AIM: Print the entries that appear below, exactly as written and without their pictures.

DATA FOR THE TASK:
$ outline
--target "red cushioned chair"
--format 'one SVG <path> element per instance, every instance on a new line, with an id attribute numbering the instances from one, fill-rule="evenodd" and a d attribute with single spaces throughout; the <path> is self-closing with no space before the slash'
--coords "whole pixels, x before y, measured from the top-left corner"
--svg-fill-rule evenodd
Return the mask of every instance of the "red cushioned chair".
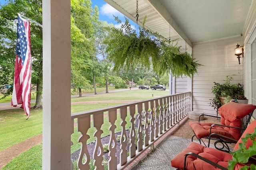
<path id="1" fill-rule="evenodd" d="M 230 102 L 218 110 L 221 116 L 220 125 L 200 123 L 200 119 L 198 122 L 190 122 L 189 125 L 194 133 L 192 141 L 195 137 L 200 144 L 202 142 L 206 147 L 209 147 L 211 139 L 214 140 L 216 141 L 214 143 L 216 149 L 229 152 L 228 144 L 237 142 L 250 122 L 256 108 L 256 106 L 254 105 Z M 206 115 L 204 116 L 215 117 Z M 208 145 L 202 140 L 202 139 L 208 140 Z"/>
<path id="2" fill-rule="evenodd" d="M 242 137 L 236 144 L 234 150 L 238 148 L 238 143 L 242 143 L 241 138 L 246 133 L 252 133 L 256 127 L 256 120 L 252 121 L 246 128 Z M 250 140 L 246 143 L 247 148 L 252 145 Z M 232 159 L 232 156 L 229 153 L 222 152 L 217 149 L 208 148 L 195 142 L 191 142 L 188 147 L 176 155 L 171 160 L 172 166 L 180 170 L 227 170 L 228 160 Z M 256 164 L 255 159 L 249 160 L 246 164 Z M 235 170 L 240 169 L 243 165 L 237 164 Z"/>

COMPLETED EXERCISE:
$ outline
--target "red cushioned chair"
--format 'one SVG <path> element per instance, every instance on a new line, with an id attribute numbering the instances from one, fill-rule="evenodd" and a d attribute with single spaces throughout; the <path> is self-closing with no space before the slash'
--coords "whole pixels, x before y, measured from the top-left corner"
--svg-fill-rule evenodd
Return the mask of every instance of the "red cushioned chair".
<path id="1" fill-rule="evenodd" d="M 230 102 L 218 110 L 221 116 L 220 125 L 200 123 L 200 119 L 198 122 L 190 122 L 189 125 L 194 133 L 192 141 L 195 137 L 200 144 L 202 142 L 206 147 L 209 147 L 211 139 L 214 140 L 216 141 L 214 143 L 216 149 L 229 152 L 228 144 L 237 142 L 250 122 L 256 108 L 256 106 L 254 105 Z M 206 115 L 204 116 L 215 117 Z M 208 145 L 202 140 L 202 139 L 208 140 Z"/>
<path id="2" fill-rule="evenodd" d="M 242 137 L 236 144 L 234 150 L 238 148 L 238 143 L 242 143 L 241 138 L 246 133 L 252 133 L 256 127 L 256 120 L 252 121 L 246 128 Z M 250 140 L 246 143 L 247 148 L 252 145 Z M 232 159 L 232 156 L 229 153 L 222 152 L 217 149 L 208 148 L 195 142 L 191 142 L 188 147 L 176 155 L 171 160 L 172 166 L 180 170 L 227 170 L 228 160 Z M 256 164 L 255 159 L 249 160 L 246 164 Z M 235 170 L 240 169 L 243 165 L 237 164 Z"/>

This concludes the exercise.